### Work to complete
Please write out the listing again, starting with the line that has "In this exercise you will place a marker on the plate" and ending with its last line, with the requests left unchanged. Multiply every x and y coordinate in the answers by 0.7 and round each to a whole number, rounding halves up.

[start of Exercise material]

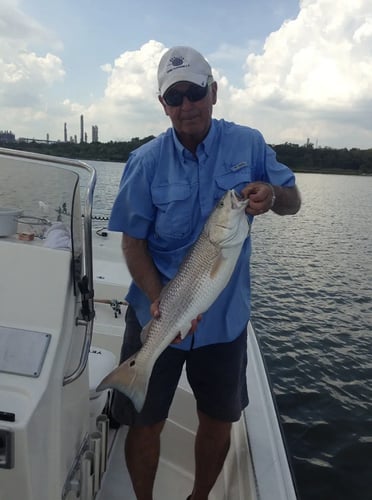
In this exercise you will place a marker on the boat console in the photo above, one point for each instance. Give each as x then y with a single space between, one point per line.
50 445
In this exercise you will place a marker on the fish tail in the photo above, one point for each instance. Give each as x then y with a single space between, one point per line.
126 378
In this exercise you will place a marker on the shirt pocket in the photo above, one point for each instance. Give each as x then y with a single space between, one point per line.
174 210
234 179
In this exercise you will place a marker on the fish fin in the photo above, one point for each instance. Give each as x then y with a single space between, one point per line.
216 266
129 380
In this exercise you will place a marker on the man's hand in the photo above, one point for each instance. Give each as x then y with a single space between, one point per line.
261 197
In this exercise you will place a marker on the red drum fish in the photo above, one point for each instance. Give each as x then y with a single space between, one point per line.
202 276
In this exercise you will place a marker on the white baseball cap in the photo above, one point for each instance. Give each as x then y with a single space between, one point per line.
182 64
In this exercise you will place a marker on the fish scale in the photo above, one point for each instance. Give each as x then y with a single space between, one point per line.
200 279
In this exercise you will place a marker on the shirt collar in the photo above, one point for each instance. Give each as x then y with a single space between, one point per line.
206 144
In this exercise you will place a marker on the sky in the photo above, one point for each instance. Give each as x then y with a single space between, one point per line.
297 70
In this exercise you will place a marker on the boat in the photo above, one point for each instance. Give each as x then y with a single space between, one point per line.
62 289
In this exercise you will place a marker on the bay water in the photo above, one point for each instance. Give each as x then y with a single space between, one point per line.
312 313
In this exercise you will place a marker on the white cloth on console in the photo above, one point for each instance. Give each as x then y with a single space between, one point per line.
58 237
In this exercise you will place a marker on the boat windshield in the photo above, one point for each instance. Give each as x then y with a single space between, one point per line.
43 199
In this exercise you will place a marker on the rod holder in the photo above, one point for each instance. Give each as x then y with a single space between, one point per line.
96 449
102 423
87 476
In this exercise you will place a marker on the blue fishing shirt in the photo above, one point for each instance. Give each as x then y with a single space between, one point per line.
166 195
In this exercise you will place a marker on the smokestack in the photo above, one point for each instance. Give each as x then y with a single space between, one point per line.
81 128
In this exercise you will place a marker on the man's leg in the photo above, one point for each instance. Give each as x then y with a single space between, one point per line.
211 446
142 450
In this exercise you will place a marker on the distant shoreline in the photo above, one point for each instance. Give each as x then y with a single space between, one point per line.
302 159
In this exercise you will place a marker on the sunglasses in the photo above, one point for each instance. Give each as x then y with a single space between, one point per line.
194 93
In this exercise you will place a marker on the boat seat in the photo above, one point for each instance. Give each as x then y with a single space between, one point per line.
101 363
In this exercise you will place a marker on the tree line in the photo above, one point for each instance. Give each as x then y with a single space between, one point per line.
304 158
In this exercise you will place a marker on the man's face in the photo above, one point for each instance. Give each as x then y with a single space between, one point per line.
190 118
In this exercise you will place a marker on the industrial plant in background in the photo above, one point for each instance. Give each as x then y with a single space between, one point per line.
83 134
7 136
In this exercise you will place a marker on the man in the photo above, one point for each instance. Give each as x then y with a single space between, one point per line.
168 189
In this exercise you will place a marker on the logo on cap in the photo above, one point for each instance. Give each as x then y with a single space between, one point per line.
176 61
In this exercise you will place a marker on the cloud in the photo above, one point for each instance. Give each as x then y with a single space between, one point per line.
310 79
316 71
25 76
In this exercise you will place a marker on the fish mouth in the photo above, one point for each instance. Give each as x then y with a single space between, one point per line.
237 201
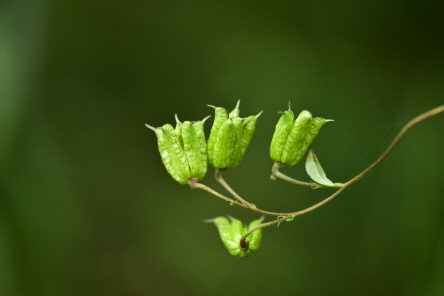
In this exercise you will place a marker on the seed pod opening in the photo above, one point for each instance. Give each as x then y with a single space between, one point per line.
183 149
292 138
229 137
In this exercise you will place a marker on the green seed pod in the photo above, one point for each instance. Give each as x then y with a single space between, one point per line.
229 137
231 232
183 150
292 139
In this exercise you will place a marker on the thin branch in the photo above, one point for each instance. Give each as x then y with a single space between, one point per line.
275 172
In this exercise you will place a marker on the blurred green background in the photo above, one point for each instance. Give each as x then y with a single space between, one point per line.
87 208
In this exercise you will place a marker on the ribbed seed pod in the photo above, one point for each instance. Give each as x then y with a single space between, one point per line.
229 137
183 150
231 232
292 139
220 117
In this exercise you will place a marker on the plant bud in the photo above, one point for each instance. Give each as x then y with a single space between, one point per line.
292 138
183 150
231 232
229 137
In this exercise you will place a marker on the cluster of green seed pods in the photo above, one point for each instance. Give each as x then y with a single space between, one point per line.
231 231
292 138
229 137
183 149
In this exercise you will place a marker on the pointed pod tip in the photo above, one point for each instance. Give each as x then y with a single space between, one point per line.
150 127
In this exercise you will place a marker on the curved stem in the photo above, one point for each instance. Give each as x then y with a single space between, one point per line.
398 137
218 176
194 184
243 245
275 172
395 142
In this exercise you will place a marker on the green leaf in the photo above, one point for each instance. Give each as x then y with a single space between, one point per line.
315 171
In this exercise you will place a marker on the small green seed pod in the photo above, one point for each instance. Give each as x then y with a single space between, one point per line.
280 136
183 149
291 140
232 231
229 137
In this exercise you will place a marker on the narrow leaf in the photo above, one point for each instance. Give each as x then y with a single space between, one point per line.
315 171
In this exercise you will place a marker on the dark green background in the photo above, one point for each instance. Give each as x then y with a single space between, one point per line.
87 208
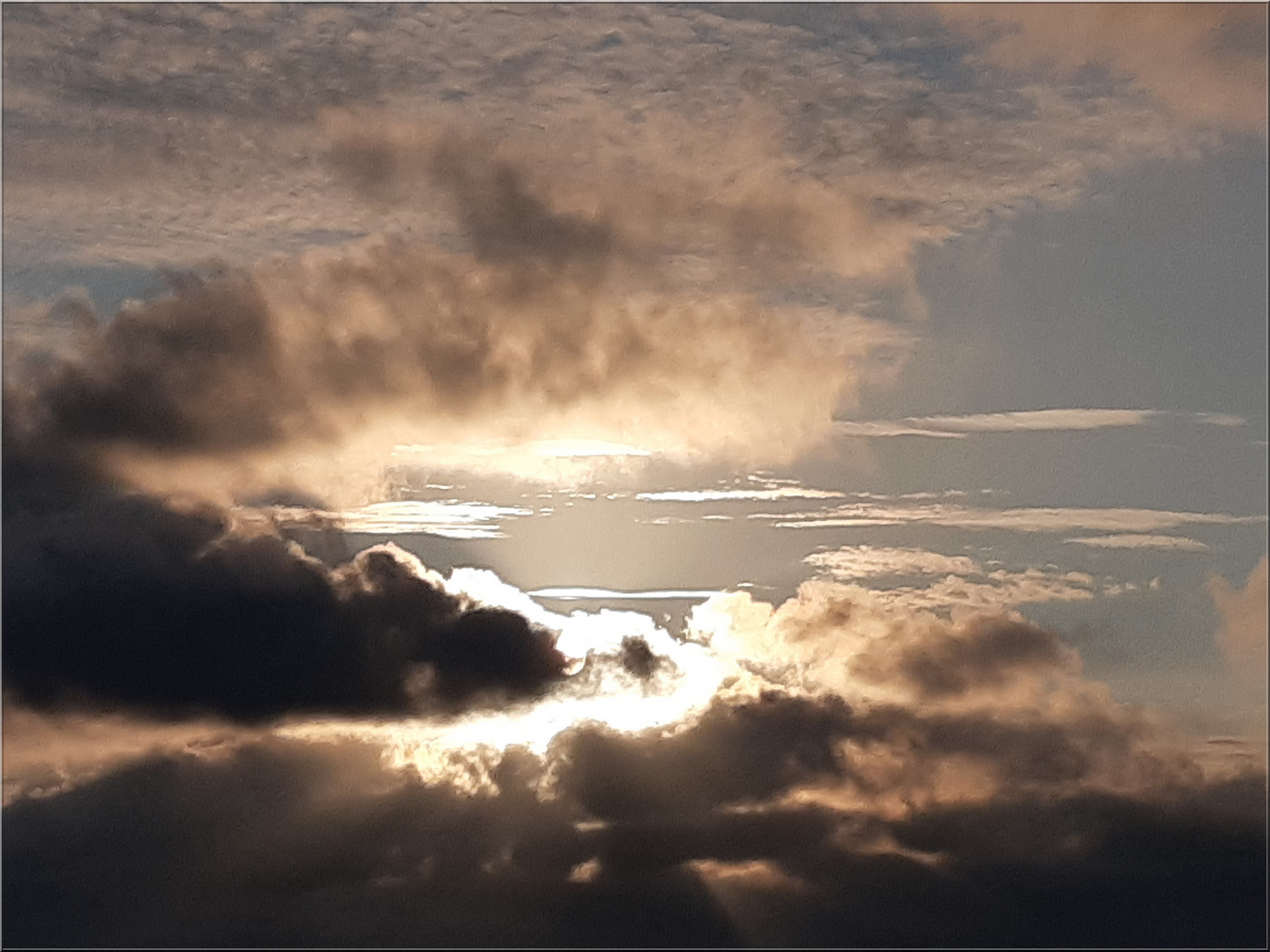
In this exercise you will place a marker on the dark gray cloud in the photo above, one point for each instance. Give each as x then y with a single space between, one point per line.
299 844
118 599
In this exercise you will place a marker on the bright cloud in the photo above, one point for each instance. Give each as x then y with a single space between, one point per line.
1177 544
1058 519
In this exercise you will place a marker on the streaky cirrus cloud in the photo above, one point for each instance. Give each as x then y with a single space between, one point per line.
1129 539
964 585
1024 519
1020 421
1208 61
727 495
450 518
537 334
846 126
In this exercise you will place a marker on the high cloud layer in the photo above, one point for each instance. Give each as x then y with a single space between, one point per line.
550 325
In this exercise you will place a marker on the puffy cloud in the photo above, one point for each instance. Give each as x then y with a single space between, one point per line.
855 740
184 851
1243 636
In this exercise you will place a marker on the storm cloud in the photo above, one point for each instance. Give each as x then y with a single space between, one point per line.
120 599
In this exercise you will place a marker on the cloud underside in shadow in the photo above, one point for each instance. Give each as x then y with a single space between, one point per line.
283 844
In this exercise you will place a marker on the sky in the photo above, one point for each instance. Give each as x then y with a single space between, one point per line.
634 475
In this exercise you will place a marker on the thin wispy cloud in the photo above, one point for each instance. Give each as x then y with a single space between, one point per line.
957 584
446 518
591 594
1022 421
1039 519
727 495
1177 544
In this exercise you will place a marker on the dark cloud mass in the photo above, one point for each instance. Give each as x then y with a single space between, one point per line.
228 852
215 739
120 599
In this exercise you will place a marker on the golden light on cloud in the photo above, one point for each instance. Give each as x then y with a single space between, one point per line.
1208 61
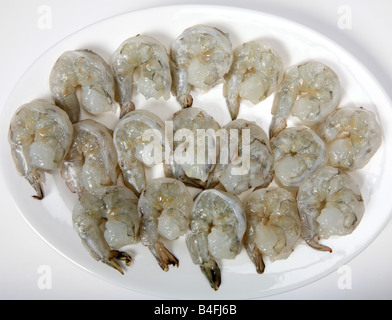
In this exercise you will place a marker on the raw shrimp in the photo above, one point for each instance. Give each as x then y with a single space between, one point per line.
298 152
91 161
329 203
131 142
113 209
143 61
88 70
165 206
352 136
192 170
217 226
273 225
254 75
40 135
201 56
310 92
256 168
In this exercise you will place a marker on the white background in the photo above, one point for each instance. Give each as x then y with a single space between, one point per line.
23 252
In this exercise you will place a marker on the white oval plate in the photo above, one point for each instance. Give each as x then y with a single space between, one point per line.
51 217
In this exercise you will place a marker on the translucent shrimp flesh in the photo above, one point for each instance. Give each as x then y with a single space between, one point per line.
89 71
273 225
298 152
106 220
165 206
131 138
217 226
256 167
141 62
254 75
352 136
309 91
40 135
91 161
192 169
329 203
201 56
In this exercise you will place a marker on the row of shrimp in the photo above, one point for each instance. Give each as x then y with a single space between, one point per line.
297 179
199 59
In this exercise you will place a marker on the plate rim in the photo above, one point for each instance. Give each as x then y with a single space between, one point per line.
199 7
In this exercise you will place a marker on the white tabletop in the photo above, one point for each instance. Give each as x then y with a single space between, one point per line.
26 33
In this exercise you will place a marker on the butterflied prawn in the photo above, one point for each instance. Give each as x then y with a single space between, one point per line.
352 136
141 62
201 56
91 161
273 225
298 152
309 91
113 209
256 167
165 206
131 139
40 135
329 203
254 75
190 169
217 226
87 70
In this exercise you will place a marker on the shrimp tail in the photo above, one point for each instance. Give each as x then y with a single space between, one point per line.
163 256
185 100
122 256
316 245
33 179
70 104
234 107
38 189
212 272
126 108
277 125
257 257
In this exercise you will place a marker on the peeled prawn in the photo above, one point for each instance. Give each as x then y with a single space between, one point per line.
191 169
352 136
254 75
309 91
329 203
91 161
131 139
40 135
165 206
256 167
298 152
217 226
144 62
201 56
273 226
113 209
87 70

[end of Exercise material]

### Written response
In this exercise you will place a marker on the plate rim in the photo above, one point for each instance. Give each as x then y with a single space between, one point per line.
139 5
In this exercise you will place a marker on the white tabletop in the photo above, one point for each instance. Give each as x then y with a single space between, one point per line.
18 23
In this exercise you will place a marker on the butterflied prawn in the photo above, one point for each instance. Give each as x then y with a single space between, one point per line.
246 95
99 43
141 39
64 113
191 158
209 106
216 64
79 146
179 117
116 144
92 97
28 95
230 142
178 53
133 118
152 158
61 49
In this exercise you will place a marker on the shrimp tail in the photo above, one point for each instance. Give each as x then y with a single space between, one point per line.
114 179
130 70
85 179
221 172
23 125
49 73
164 75
27 132
148 190
88 76
194 88
180 180
In this exercise you will place a marker on the peeled prawn in the photo above, one point for each instance. Give each as x then y with a single space between, one point per line.
134 118
246 95
178 53
216 64
230 142
64 113
92 97
28 95
116 144
179 117
209 106
152 158
101 43
141 39
191 158
79 146
61 49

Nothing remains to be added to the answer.